# The film music of Alex North



## Guest

I've always admired this composer because his music, though it has his original 'thumb-print', is always varied: here's the opening of his magnificent score for "Cleopatra". Modality is part of this sound world and also influenced by "Fantasia on a Theme by Thomas Tallis". North has the ability to sound dissonant while leading up to a lush and beautiful consonant main theme in this case, reflecting the love story central to the film:






Who can ever forget the entry of Cleopatra into Rome and the sensual music of North; but it does have an ominous under-current. No wonder 20th Century Fox went broke with this film; look at all those extras and the set. Joseph Mankiewicz was nearly driven mad by disruptions: this sequence is completely over the top. You can't fault the script; it was very poetic, even though Burton over-acted dreadfully.






Those ominous drums in the opening titles of "*Cleopatra*"....where have I heard those before? I adore this score for "*Spartacus*", thinking it better than the film itself: and it goes somewhere, not just reiterating the main theme, sweeping you up immediately into the drama. I actually think this is North's finest film score:






This is a very, very good score; "*A Streetcar Named Desire*". We are unsettled immediately and swept into a seedy, sultry ambience. North never just creates 'theme music'; his scores reflect the thematic concerns of his films and this one has you feeling on edge, thrown off your balance. This score was amongst the first to incorporate jazz:






Alex North composed for some 'edgy' films in the post-war period, but he also scored epics like "The Agony and the Ecstasy". And he composed for John Ford; "*Cheyenne Autumn*". You can hear the fraught, angular nature of the score reflecting the complex and tragic themes of the film but these contrast with sequences of much tenderness. In some respects this score is similar to "*Spartacus*" but it does have an essentially "American" idiom, given its subject matter. "Cheyenne Autumn" was one of Ford's last films and wasn't particularly successful as it became bogged down; I think his usual character-driven narrative just didn't work with people he didn't know well and on a huge canvas. But there is much to enjoy from Alex North:






John Williams discusses Alex North here:


----------



## Triplets

Wasn’t he the composer that Kubrick hired to write a score for 2001, and then Kubrick wound up using the “placeholder “ music instead?


----------



## pianozach

Triplets said:


> Wasn't he the composer that Kubrick hired to write a score for 2001, and then Kubrick wound up using the "placeholder " music instead?


Yep. The score was completed by *North*, but *Kubrick* chose to abandon *North*'s music in favor of the now-familiar classical pieces he had earlier chosen as "guide pieces" for the soundtrack. North did not know of the abandonment of the score until after he saw the film's premiere screening.

North, unaware that *Kubrick* had decided not to use the score in his film, was "devastated" at the 1968 New York City premiere screening of 2001 not to hear his work, and later offered this account of his experience: _"Well, what can I say? It was a great, frustrating experience, and despite the mixed reaction to the music, I think the Victorian approach with mid-European overtones was just not in keeping with the brilliant concept of Clarke and Kubrick."_

The original three-track score masters had been kept at Anvil Studios in England as late as 1980, but were later erased when the Anvil facility closed. All that remained of the original tracks were mono fold down tapes kept by North's family.
#####
» BRIEF: Output, word for word, the stretch of the Alex North thread from "## pianozach" through "film's premiere screening.".

» Lines of data:
#####
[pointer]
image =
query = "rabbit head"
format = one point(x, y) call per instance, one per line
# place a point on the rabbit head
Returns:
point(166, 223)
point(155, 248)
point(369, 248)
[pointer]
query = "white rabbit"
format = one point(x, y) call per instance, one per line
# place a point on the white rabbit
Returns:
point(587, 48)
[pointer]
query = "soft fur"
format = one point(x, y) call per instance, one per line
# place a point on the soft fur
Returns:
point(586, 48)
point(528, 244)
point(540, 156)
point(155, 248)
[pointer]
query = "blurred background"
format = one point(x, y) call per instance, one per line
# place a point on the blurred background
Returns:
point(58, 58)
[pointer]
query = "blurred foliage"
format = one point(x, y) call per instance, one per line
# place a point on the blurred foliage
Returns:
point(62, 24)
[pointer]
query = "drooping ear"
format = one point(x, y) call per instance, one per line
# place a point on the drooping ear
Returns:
#####
» ANSWER TO THIS PROBLEM:
## pianozach

Triplets said:


> Wasn't he the composer that Kubrick hired to write a score for 2001, and then Kubrick wound up using the "placeholder " music instead?


Yep. The score was completed by *North*, but *Kubrick* chose to abandon *North*'s music in favor of the now-familiar classical pieces he had earlier chosen as "guide pieces" for the soundtrack. North did not know of the abandonment of the score until after he saw the film's premiere screening.